* _RECORDS SHOWN_
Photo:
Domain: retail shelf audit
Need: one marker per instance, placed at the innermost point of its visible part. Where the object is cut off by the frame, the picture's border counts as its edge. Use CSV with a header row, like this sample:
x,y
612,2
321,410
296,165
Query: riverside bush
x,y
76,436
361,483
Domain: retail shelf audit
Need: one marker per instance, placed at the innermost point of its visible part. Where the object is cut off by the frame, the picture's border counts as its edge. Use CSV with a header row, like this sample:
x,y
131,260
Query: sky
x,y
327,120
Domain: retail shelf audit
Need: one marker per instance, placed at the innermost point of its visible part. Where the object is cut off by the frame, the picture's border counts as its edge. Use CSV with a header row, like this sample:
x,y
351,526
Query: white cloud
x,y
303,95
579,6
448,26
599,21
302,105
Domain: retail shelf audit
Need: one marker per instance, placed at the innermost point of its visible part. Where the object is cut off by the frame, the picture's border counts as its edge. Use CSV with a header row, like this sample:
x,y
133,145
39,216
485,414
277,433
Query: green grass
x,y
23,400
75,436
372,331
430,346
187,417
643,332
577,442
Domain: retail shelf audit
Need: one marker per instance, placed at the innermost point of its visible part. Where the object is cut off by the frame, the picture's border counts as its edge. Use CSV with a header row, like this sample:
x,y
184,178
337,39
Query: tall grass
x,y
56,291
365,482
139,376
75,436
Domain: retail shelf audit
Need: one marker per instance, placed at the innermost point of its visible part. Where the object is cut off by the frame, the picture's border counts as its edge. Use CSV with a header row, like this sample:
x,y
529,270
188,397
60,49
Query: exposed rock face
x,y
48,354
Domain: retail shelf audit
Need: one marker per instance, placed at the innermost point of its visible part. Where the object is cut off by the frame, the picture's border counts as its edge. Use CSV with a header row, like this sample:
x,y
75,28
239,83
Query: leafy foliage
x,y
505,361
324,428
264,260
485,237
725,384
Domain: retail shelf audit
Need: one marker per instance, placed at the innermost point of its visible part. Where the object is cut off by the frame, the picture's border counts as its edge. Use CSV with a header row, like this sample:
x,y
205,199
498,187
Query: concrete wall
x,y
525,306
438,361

* _DIRECTIONS FOR THIS TASK_
Restate all of the entries exactly, please.

* _ANSWER TO THIS PROBLEM_
Photo:
Domain: retail shelf audit
Need: one marker per instance, placed at the innermost point of its visible part. Where the object is cut off by the frame, the picture's border counts as its edge. Use CSV with a header row, like this sample:
x,y
612,2
321,410
296,165
Query: riverside bush
x,y
76,436
361,483
Domain: retail shelf audit
Need: one marker per instance, placed at the innermost point of its visible part. Where the object is cut off by the frame, the picture's border counts as its edge. Use CSV with a header row, like this sample:
x,y
131,260
Query: sky
x,y
327,120
Domain: retail shelf audit
Need: one marker per instance, placed at the innermost point of its visible part. Where the object is cut off by the frame, the picture's border counts as its edge. Use CSV with a header row, like this sample:
x,y
351,526
Query: white cloud
x,y
303,95
579,6
448,26
599,21
302,105
Domain: retail shelf audit
Need: one marker per instance, placed at the innermost point of its visible part. Where the object is cut off by the frame, the picture's border counts as its edge. Use CSV with a header row, like this sample:
x,y
133,145
39,216
485,414
277,433
Query: green grass
x,y
23,400
75,436
372,331
430,346
187,417
643,332
577,442
Domain: retail shelf audit
Need: one marker per instance, placed at the innermost point of its visible part. Where the object is cut off by the frame, the picture's border counts as its edge. Use CSV with a header row, like this sample:
x,y
184,178
337,39
Query: tall grass
x,y
56,291
365,482
139,376
75,436
Domain: retail shelf audit
Need: one marker per instance, placed at the innermost point of its visible part. Where the object is cut off by the frame, the picture's border counts as its edge. Use CSV with a header row, like this sample:
x,y
529,270
188,397
60,49
Query: exposed rock face
x,y
48,354
Domain: retail shelf audit
Need: one marker per instance, placed at the innermost point of its visible part. Where the object is cut off by the frame, the picture's border counts as its edge. Use CSV with a header row, like this sample:
x,y
75,28
239,83
Query: leafy foliage
x,y
505,361
324,428
264,260
485,237
725,384
Domain: retail shelf audit
Need: one marker per instance, placed at the innermost point of its visible part. Where the object is cut off by the frame, the picture's border counts as its edge. Use CSV with a header row, like this sample:
x,y
205,199
498,187
Query: concrete wall
x,y
525,306
438,361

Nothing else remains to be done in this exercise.